> [THE PROBLEM] Could you give the lines of the entries below as a JSON list of strings, one string per line, with blank lines skipped and the pictures left out?

[SOURCE DATA start]

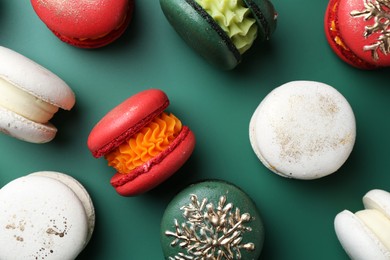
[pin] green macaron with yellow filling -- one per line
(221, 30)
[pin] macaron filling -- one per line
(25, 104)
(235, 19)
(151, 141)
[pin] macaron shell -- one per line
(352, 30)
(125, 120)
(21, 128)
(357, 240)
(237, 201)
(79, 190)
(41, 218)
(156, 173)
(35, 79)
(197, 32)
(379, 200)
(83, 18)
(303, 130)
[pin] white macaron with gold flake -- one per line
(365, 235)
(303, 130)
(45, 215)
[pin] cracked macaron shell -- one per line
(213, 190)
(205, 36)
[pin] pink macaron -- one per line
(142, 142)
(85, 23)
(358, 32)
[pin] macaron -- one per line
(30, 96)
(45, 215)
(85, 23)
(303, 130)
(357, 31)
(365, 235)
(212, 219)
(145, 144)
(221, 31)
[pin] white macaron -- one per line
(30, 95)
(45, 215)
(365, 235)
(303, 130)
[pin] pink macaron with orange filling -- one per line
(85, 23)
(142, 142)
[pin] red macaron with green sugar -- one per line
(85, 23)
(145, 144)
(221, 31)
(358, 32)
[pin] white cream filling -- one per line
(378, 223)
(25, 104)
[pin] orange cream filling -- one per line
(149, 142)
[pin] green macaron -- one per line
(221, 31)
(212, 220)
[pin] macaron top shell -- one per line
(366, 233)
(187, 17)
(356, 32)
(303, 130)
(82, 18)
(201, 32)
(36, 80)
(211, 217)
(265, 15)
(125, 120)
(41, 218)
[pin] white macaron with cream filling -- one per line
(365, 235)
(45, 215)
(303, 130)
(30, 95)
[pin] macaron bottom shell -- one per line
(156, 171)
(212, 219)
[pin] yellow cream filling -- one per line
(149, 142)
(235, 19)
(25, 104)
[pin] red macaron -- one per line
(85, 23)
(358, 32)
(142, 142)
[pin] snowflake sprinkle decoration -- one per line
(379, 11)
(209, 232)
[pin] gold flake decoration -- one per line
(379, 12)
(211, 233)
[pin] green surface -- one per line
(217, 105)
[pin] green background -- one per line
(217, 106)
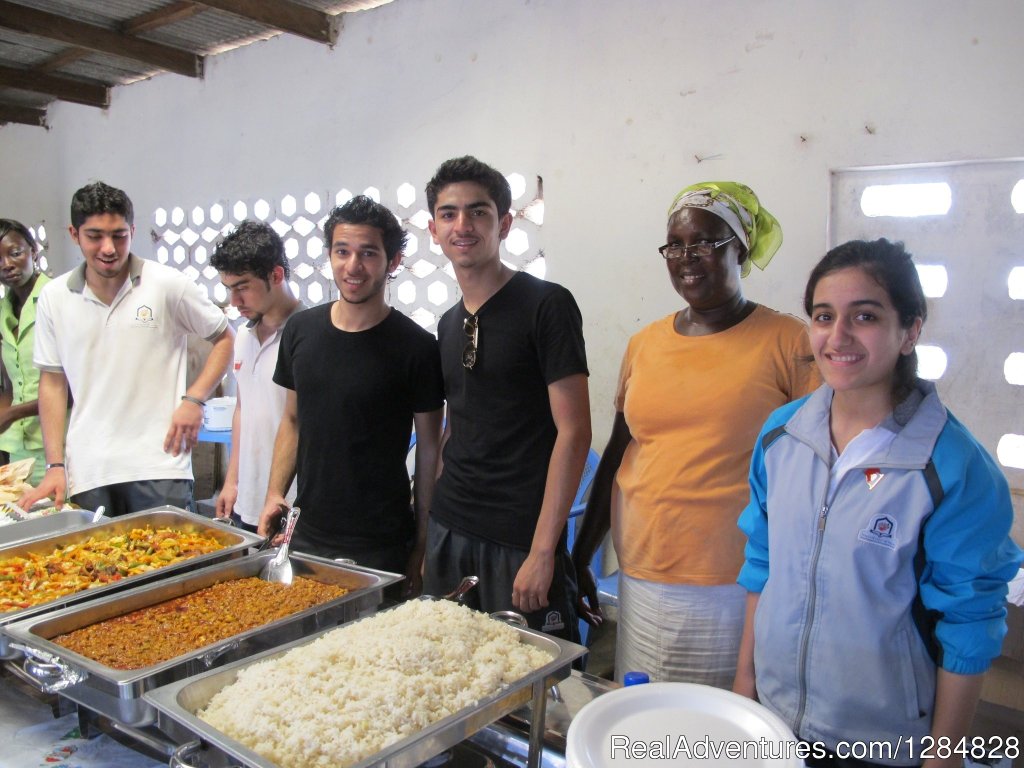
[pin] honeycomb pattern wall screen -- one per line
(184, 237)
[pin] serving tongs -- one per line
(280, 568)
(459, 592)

[SOURCE DATA end]

> [ANSWER FOR THE TASK]
[
  "[pin] green macaron with yellow filling -- one per line",
  "(221, 30)",
  "[pin] macaron filling -- one per line",
  "(25, 104)",
  "(235, 19)",
  "(151, 141)",
  "[pin] macaron shell -- one per line",
  "(352, 30)",
  "(125, 120)",
  "(21, 128)",
  "(357, 240)",
  "(237, 201)",
  "(79, 190)",
  "(41, 218)",
  "(156, 173)",
  "(35, 79)",
  "(197, 32)",
  "(379, 200)",
  "(83, 18)",
  "(303, 130)",
  "[pin] white macaron with gold flake -- one per line",
  "(365, 235)",
  "(303, 130)",
  "(45, 215)",
  "[pin] cracked macaron shell -- one per line",
  "(213, 190)",
  "(205, 36)",
  "[pin] pink macaron -- one per line",
  "(142, 142)",
  "(85, 23)",
  "(358, 32)",
  "[pin] macaron -- one per line",
  "(30, 96)",
  "(45, 215)",
  "(85, 23)",
  "(303, 130)",
  "(357, 31)",
  "(365, 235)",
  "(212, 219)",
  "(145, 144)",
  "(221, 31)",
  "[pin] white macaron -- one per line",
  "(30, 95)",
  "(45, 215)",
  "(365, 235)",
  "(303, 130)",
  "[pin] pink macaron with orange filling -- one per line",
  "(85, 23)",
  "(142, 142)",
  "[pin] red macaron with green sugar -- one per line",
  "(85, 23)",
  "(145, 144)",
  "(221, 31)",
  "(358, 32)",
  "[pin] white cream filling -- one per line",
  "(378, 223)",
  "(25, 104)",
  "[pin] orange cream filling -- one per line",
  "(149, 142)",
  "[pin] green macaron -- one per line",
  "(221, 31)",
  "(212, 220)",
  "[pin] macaron top shell -- one per line",
  "(366, 233)",
  "(187, 17)",
  "(356, 32)",
  "(303, 130)",
  "(82, 18)",
  "(201, 32)",
  "(36, 80)",
  "(211, 217)",
  "(265, 15)",
  "(125, 120)",
  "(41, 218)",
  "[pin] white macaron with cream filling -- one per line",
  "(365, 235)",
  "(45, 215)",
  "(303, 130)",
  "(30, 95)",
  "[pin] macaron bottom shell -- one per line",
  "(156, 171)",
  "(212, 219)",
  "[pin] yellow cream filling -- one per line",
  "(149, 142)",
  "(235, 19)",
  "(25, 104)",
  "[pin] red macaron -- one per line",
  "(85, 23)",
  "(358, 32)",
  "(142, 142)",
  "[pin] snowflake sprinkle decoration -- one per line",
  "(379, 11)",
  "(209, 232)",
  "[pin] gold flake decoration -- one per line",
  "(379, 12)",
  "(211, 233)",
  "[pin] green surface -- one per line",
  "(217, 105)",
  "[pin] green background -- one per line",
  "(217, 106)",
  "[pin] honeycomb pattern wall screen -- one per line",
  "(184, 237)",
  "[pin] serving tongs -- one per line",
  "(280, 568)",
  "(459, 592)"
]